* Data entries
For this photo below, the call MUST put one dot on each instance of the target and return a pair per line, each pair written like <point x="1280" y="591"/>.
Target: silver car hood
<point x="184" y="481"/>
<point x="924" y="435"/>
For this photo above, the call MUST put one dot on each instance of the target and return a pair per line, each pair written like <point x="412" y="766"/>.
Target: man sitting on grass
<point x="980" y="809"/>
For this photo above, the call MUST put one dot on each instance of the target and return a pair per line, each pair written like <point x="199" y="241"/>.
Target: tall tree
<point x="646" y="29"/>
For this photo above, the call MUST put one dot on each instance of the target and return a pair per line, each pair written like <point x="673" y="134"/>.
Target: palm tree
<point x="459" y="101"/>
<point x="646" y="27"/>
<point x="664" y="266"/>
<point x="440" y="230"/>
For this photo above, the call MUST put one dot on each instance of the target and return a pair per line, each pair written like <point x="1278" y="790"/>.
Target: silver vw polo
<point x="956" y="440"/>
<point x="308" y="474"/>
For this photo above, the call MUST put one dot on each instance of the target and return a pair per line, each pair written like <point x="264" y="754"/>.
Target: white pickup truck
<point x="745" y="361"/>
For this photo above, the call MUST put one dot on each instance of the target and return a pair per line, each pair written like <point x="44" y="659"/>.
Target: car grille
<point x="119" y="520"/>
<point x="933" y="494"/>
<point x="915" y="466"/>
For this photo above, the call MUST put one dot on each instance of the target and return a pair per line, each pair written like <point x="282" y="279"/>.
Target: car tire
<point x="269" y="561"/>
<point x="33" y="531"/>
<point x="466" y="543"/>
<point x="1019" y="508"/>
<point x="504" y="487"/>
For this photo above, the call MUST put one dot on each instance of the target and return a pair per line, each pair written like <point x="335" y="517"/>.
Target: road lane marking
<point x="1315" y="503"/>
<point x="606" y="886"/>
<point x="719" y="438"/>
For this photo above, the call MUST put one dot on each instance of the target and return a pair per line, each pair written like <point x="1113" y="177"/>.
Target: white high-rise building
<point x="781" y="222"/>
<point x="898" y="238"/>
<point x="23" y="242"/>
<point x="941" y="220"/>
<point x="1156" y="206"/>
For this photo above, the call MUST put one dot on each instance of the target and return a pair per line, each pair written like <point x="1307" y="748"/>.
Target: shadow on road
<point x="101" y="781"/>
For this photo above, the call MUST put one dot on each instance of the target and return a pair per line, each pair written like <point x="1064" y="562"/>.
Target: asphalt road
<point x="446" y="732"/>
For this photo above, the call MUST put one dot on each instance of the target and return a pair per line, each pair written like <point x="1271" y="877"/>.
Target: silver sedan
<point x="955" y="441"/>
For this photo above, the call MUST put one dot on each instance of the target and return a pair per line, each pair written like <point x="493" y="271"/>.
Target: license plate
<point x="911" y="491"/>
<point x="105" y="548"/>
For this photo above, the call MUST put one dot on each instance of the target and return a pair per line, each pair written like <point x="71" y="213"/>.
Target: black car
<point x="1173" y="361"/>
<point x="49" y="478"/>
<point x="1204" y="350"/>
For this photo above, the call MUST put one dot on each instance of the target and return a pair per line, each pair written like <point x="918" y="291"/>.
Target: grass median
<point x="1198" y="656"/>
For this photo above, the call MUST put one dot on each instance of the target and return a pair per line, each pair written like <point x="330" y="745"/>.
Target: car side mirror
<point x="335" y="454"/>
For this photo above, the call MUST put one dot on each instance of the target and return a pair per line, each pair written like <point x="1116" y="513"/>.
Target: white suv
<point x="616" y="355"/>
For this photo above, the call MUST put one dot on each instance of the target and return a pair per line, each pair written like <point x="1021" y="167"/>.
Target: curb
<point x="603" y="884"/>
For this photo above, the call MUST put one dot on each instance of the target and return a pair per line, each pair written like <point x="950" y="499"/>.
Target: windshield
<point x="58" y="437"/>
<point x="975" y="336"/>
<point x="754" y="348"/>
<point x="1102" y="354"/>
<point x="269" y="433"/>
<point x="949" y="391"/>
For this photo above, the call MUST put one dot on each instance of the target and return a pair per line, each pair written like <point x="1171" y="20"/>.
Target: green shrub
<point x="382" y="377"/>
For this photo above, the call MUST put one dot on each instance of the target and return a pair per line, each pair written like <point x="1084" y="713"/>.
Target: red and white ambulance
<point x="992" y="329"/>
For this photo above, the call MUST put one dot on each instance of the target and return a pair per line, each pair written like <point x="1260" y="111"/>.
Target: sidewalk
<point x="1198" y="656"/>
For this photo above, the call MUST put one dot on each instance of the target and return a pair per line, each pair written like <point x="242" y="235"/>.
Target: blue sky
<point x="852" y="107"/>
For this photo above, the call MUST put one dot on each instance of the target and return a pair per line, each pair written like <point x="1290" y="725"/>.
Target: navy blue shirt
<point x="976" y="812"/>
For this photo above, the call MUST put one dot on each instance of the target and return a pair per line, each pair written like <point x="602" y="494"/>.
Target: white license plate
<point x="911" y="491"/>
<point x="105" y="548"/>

* Task goal
Repeat every line of the data, exactly and in full.

* Response for this exercise
For this photo below, the call MUST put one dot on each instance of the target and return a pair per line, each pair written like <point x="1280" y="591"/>.
Target: silver car hood
<point x="184" y="481"/>
<point x="924" y="435"/>
For this photo above, the call MUST put one dot on each instance of the target and return a pair per line, each pair written like <point x="412" y="766"/>.
Target: man sitting on grass
<point x="980" y="809"/>
For this photo above, the call MUST put one dot on each instance of the target and return a pair per line, each pair written like <point x="199" y="241"/>.
Target: tall tree
<point x="646" y="29"/>
For this photo above, the call MUST put one dot on each instance of the target and return a pair per line, each pair written like <point x="673" y="134"/>.
Target: palm tree
<point x="459" y="101"/>
<point x="646" y="27"/>
<point x="664" y="266"/>
<point x="440" y="230"/>
For this photo above, the call MUST put one dot on each instance of the target and return a pair per line, each pair written like <point x="1278" y="790"/>.
Target: silver vw polo
<point x="956" y="440"/>
<point x="308" y="474"/>
For this photo above, the call MUST put one dot on each instance of the target and return a pair per line, each pair written like <point x="264" y="754"/>.
Target: white pickup truck
<point x="745" y="361"/>
For this photo above, the call MUST put one dot on each instance of the target and return a pair per line, each pair written like <point x="44" y="659"/>.
Target: car grille
<point x="119" y="520"/>
<point x="933" y="494"/>
<point x="915" y="466"/>
For this photo above, the call MUST put one dot on each instance of the target and return a pair per line, each pair written like <point x="282" y="279"/>.
Target: car tire
<point x="269" y="561"/>
<point x="33" y="531"/>
<point x="466" y="543"/>
<point x="1019" y="508"/>
<point x="504" y="487"/>
For this photo above, the call MUST put one dot on each instance of the target and return a pair per line, each pair written like <point x="335" y="517"/>.
Target: road lane marking
<point x="1315" y="503"/>
<point x="606" y="886"/>
<point x="719" y="438"/>
For this photo above, the call MUST put one dot on each instance of the target and return a pair per line, each pair written like <point x="1113" y="177"/>.
Target: white high-rise building
<point x="781" y="222"/>
<point x="898" y="238"/>
<point x="23" y="242"/>
<point x="941" y="220"/>
<point x="1156" y="206"/>
For this photo above, the call MUST put one dot on each instance of the target and return a pair per line, each pair written like <point x="1307" y="748"/>.
Target: shadow on road
<point x="101" y="781"/>
For this photo above, the call MUST put one dot on each instance of the target and return a pair per line, each pair written like <point x="1064" y="562"/>.
Target: asphalt road
<point x="446" y="732"/>
For this photo above, the call MUST put one dot on each instance of the target and return a pair per line, each pair written like <point x="1271" y="877"/>.
Target: silver sedan
<point x="955" y="441"/>
For this photo above, the call MUST put one dot on each instance of the target and return a pair per line, each pair written like <point x="493" y="271"/>.
Target: license plate
<point x="911" y="491"/>
<point x="105" y="548"/>
For this photo above, the call MUST put one dot on each instance of the target and return a pair per line, each pair written like <point x="71" y="213"/>.
Target: black car
<point x="1173" y="361"/>
<point x="49" y="478"/>
<point x="1204" y="350"/>
For this photo above, the call MUST put one dot on each instance of the target and return a pair per line, each pair written like <point x="918" y="291"/>.
Target: grass median
<point x="1198" y="656"/>
For this photo above, the call MUST put one dot on each instance of the target and return a pair per line, each pair written like <point x="330" y="745"/>.
Target: car side mirror
<point x="335" y="454"/>
For this photo above, the call MUST put one dot on each instance of the target and return a pair per line, each pair written like <point x="1116" y="513"/>.
Target: white suv
<point x="616" y="355"/>
For this photo above, the call MUST put one dot on each instance of the target and return a pair per line, each pair written like <point x="1021" y="167"/>.
Target: curb
<point x="603" y="884"/>
For this photo above, the call MUST put one dot on each instance of the target and return a pair per line, each pair written like <point x="950" y="499"/>.
Target: windshield
<point x="58" y="437"/>
<point x="975" y="336"/>
<point x="754" y="348"/>
<point x="1102" y="354"/>
<point x="269" y="433"/>
<point x="949" y="391"/>
For this photo above, the call MUST put one dot on each instance of the target and return a pair per line, each pair written like <point x="1171" y="20"/>.
Target: green shrub
<point x="382" y="377"/>
For this photo above, the call MUST put one dot on each instance of the target and return a pair per line, each pair written like <point x="1084" y="713"/>.
Target: red and white ambulance
<point x="992" y="329"/>
For this photo above, the call MUST put one dot on each instance of the target and return a pair per line, each pair written like <point x="1260" y="111"/>.
Target: sidewalk
<point x="1198" y="656"/>
For this photo above, the call MUST put one dot on each instance of the target and return a pair per line, each pair written like <point x="242" y="235"/>.
Target: blue sky
<point x="852" y="107"/>
For this photo above, the call MUST put one dot on each instance of the target and return a pair per line, each pair written like <point x="1290" y="725"/>.
Target: navy blue shirt
<point x="976" y="812"/>
For this photo above, the call MUST put one dot on each instance of the target and return a pair per line, each pair written like <point x="602" y="494"/>.
Target: white license plate
<point x="911" y="491"/>
<point x="105" y="548"/>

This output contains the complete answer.